• TEXTE RETENU:
____

Pierres vivantes, une interprétation culturelle des pierres

Par Marie Gayet30 septembre 2022In Articles, 2022, Revue #29

 

 

A l’occasion de la Saison France-Portugal 2022, le Musée de Minéralogie de l’école des Mines accueille Pierres Vivantes, une interprétation culturelle des pierres, le deuxième volet du projet Stone Alive, curatée par Marta Jecu, le premier ayant été présenté en juillet dernier au Museu Geologico de Lisbonne. Au sein de la magnifique collection de minéraux du musée, elle réunit un ensemble d’œuvres d’artistes portugais et français, aux médiums divers et met en perspective de nouvelles interprétations des pierres, par le prisme du culturel.

Partant du postulat que la pierre n’est pas seulement regardée comme un matériau de travail artistique mais comme une entité dotée d’une conscience holistique et reliée à « une multiplicité d’êtres interconnectées dans le temps et l’espace » humains ou non humain, l’exposition interroge les formes de cet héritage dans notre présent immédiat.

D’un point de vue politique, la série des livres de pierres de Fernanda Fragateiro qui incorporent en leur milieu des livres d’Arthur Larrue, sur l’histoire d’un groupe d’activistes russes, parle autant de résistance que de clandestinité. Rosell Meseguerdénonce la colonisation minérale et la « guerre des terres rares » dans une série de livres de comptes dont chaque page a été repeinte selon des nuances de classification chimiques, opérant du même coup une réparation.

L’histoire, la préhistoire, la relation mémoire collective /mémoire personnelle et le développement des civilisations sur un territoire géologique spécifique traversent les œuvres de Rita Gaspar Vieira, Sergio Carronha,  Martinho Mendes ou encoreGilles Zark. Pour ce dernier, rien ne laisse supposer que le long tissu aux moirés rouges et noirs présente un échantillon du sous-sol actuel de Lisbonne, réalisé au moyen de carottes géologiques mis à sa disposition par le musée portugais. Quant aux œuvres sur papier aux motifs abstraits de Pedro Sequeira, elles sont réalisées avec de la pierre broyée de minéraux que l’artiste collectionne. Egalement tailleur de pierres précieuses, l’artiste confectionne de manière artisanale des parures de bijoux, intégrées dans les vitrines du musée.

____

• EXTRAIT DES DONNÉES:
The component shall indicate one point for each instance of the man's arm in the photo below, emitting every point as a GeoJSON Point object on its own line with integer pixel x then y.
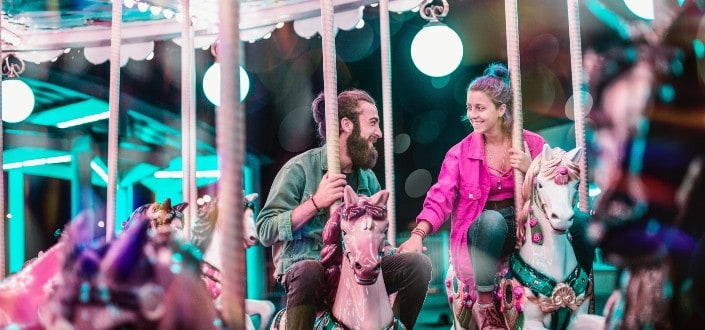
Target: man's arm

____

• CONSIGNES:
1) Dans l'article sur l'exposition Pierres vivantes, sur quel postulat l'exposition s'appuie-t-elle pour interroger les formes de l'héritage des pierres dans notre présent ? Répondez en une à trois phrases.
2) Reformulez sous forme de liste le paragraphe de l'article sur l'exposition Pierres vivantes qui commence par « A l'occasion de la Saison France-Portugal 2022 », en conservant ses faits principaux.
3) Poursuivez l'article sur l'exposition Pierres vivantes à partir de la fin de son dernier paragraphe.

• RÉPONSES DANS L'ORDRE:
1) L'exposition part du postulat que la pierre n'est pas seulement un matériau de travail artistique. Elle y est vue comme une entité dotée d'une conscience holistique, reliée à une multiplicité d'êtres, humains ou non humains, interconnectés dans le temps et l'espace.

2)
- Cadre : la Saison France-Portugal 2022.
- Lieu : le Musée de Minéralogie de l'école des Mines.
- Exposition : Pierres Vivantes, une interprétation culturelle des pierres.
- Projet : deuxième volet de Stone Alive. Le premier volet a été présenté en juillet au Museu Geologico de Lisbonne.
- Commissaire : Marta Jecu.
- Présentation : au sein de la collection de minéraux du musée.
- Contenu : des œuvres d'artistes portugais et français, aux médiums divers, qui proposent de nouvelles interprétations des pierres sous l'angle culturel.

3)
Dans d’autres œuvres, la pierre est considérée du point de vue de sa valeur spirituelle, qui peut élargir la conscience humaine. En parallèle de collages de stromatolite fossile, la vidéo de Vincent Voillat exalte son attirance presque sensuelle pour les pierres. Le film de Marta Alvim imagine des possibilités de fusion entre le végétal, l’animal, le minéral, les mondes cosmiques et telluriques, d’où émergent d’étranges rapprochements. Sur une ligne de temps indéfinie, là où la vidéo de Lucas Pozzi fait voyager les pierres dans un futur numérique et interstellaire, la sculpture de Claire de Santa Coloma devient organique, et l’installation de Raphaël Denis qui montre des variations du mystérieux polyèdre de la gravure d’Albrecht Dürer Melancholia, re/pose la question de l’insondable du temps. Tout aussi méditative est la proposition de Gabriel Léger. Ses cyanotypes réalisés en partie avec des pierres d’un chemin sur lequel se serait promené Galilée lors de son procès à Rome offre une vision céleste et poétique d’un des plus grands esprits à œuvrer pour la connaissance du monde.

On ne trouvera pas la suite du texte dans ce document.